Prompt: Each line below is to be copied exactly as it appears.

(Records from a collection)
■ ■ ■ ■ ■ ■ ■

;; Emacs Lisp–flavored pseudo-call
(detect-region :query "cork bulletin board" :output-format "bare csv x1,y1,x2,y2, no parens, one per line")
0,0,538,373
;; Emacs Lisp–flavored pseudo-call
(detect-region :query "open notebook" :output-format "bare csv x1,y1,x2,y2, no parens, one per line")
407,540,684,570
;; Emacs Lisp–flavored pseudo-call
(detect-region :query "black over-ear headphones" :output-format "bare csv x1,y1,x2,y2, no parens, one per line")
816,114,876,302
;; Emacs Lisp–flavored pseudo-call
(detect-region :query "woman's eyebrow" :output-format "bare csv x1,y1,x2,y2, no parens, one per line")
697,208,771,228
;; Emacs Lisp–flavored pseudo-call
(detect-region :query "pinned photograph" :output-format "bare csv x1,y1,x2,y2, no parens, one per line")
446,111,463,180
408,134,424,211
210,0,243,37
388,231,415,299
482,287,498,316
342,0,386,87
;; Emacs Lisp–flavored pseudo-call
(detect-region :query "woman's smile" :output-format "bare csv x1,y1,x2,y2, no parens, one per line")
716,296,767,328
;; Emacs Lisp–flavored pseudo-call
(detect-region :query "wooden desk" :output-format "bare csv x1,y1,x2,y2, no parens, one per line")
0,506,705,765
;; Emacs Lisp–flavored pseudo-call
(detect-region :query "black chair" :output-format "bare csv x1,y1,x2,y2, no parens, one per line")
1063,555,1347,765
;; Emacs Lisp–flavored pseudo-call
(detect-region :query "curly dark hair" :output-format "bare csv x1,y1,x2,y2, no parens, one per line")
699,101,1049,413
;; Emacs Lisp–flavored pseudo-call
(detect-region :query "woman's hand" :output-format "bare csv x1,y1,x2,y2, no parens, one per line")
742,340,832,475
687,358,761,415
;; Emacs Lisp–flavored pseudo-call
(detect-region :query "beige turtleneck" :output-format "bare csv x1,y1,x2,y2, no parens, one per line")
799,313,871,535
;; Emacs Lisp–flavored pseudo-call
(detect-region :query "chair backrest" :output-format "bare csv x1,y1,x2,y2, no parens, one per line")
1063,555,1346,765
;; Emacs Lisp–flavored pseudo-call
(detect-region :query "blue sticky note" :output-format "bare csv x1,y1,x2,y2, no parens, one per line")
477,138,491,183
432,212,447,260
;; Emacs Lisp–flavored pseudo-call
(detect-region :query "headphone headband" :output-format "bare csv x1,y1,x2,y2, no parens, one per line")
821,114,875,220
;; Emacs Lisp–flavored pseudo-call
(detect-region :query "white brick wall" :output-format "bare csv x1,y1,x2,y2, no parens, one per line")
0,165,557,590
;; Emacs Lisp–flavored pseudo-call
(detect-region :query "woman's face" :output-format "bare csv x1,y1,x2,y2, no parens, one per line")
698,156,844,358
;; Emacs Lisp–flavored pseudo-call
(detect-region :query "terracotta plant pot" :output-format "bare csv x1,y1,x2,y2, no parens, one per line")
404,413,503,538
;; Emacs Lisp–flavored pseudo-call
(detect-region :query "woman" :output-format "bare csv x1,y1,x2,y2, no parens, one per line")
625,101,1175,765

■ ■ ■ ■ ■ ■ ■

Response box:
;; Emacs Lisp–flavored pseudo-call
(detect-region :query "cork bulletin board" :output-format "bare csv x1,y1,x2,y2, no parens, one per line")
0,0,538,373
;; Emacs Lisp–flavored pseudo-call
(detect-region :query "open notebook" :output-format "bare csv x1,y1,x2,y2, no parens, one per line")
407,540,684,570
;; Emacs Lisp–flavored pseudo-call
(detect-region :query "black over-ear headphones" :output-format "bare csv x1,y1,x2,y2, no parens, one per line")
816,114,876,302
;; Emacs Lisp–flavored pseudo-call
(detect-region :query "woman's eyebrow" :output-format "bare csv x1,y1,x2,y2, no parens, one per line")
697,208,771,228
;; Emacs Lisp–flavored pseudo-call
(detect-region :query "pinned photograph" :output-format "bare csv x1,y1,x2,y2, no parens, one per line")
446,111,463,180
408,134,424,211
210,0,243,37
388,231,415,299
482,287,498,316
342,0,386,87
;; Emacs Lisp–flavored pseudo-call
(detect-region :query "woman's smile" :output-format "bare csv x1,y1,x2,y2, no parens, one per line")
716,296,767,328
;; Emacs Lisp–flavored pseudo-call
(detect-region :query "wooden desk" :output-format "bare csv x1,y1,x2,y2, no parens, one per line")
0,506,705,765
;; Emacs Lisp–flavored pseudo-call
(detect-region :query "black chair" :output-format "bare csv x1,y1,x2,y2, no parens, one per line")
1063,555,1347,765
;; Emacs Lisp–flavored pseudo-call
(detect-region :query "curly dark hair" :output-format "bare csv x1,y1,x2,y2, no parens, one per line")
699,101,1049,413
;; Emacs Lisp–flavored pseudo-call
(detect-region :query "woman's hand" :output-format "bare csv x1,y1,x2,y2, no parens, one per line")
742,340,832,475
687,358,761,415
;; Emacs Lisp–flavored pseudo-call
(detect-region :query "beige turtleneck" :output-format "bare csv x1,y1,x2,y2, no parens, one per line")
799,313,871,535
;; Emacs Lisp–flavored pseudo-call
(detect-region :query "chair backrest" :output-format "bare csv x1,y1,x2,y2, no parens, one per line")
1063,555,1346,765
;; Emacs Lisp–flavored pseudo-call
(detect-region :query "blue sticky note" :output-format "bare csv x1,y1,x2,y2, no parens, one per line")
477,138,491,183
432,212,447,260
;; Emacs Lisp–flavored pseudo-call
(detect-region :query "headphone headband" :output-format "bare csv x1,y1,x2,y2, no parens, one per line")
821,114,875,220
;; Emacs Lisp–flavored pseudo-call
(detect-region :query "white brick wall" :output-format "bare csv x1,y1,x2,y2, no parens, one per line")
0,165,557,590
;; Emacs Lisp–flavored pseudo-call
(detect-region :query "woman's face" :output-format "bare csv x1,y1,x2,y2, no parens, one per line")
698,156,844,358
;; Emacs Lisp–flavored pseudo-call
(detect-region :query "terracotta plant pot" :output-format "bare csv x1,y1,x2,y2, no parens, one per line")
404,413,503,538
;; Emacs Lisp–flavored pseudo-call
(detect-region :query "woman" :output-format "bare csv x1,y1,x2,y2, no parens, one per line")
625,101,1175,765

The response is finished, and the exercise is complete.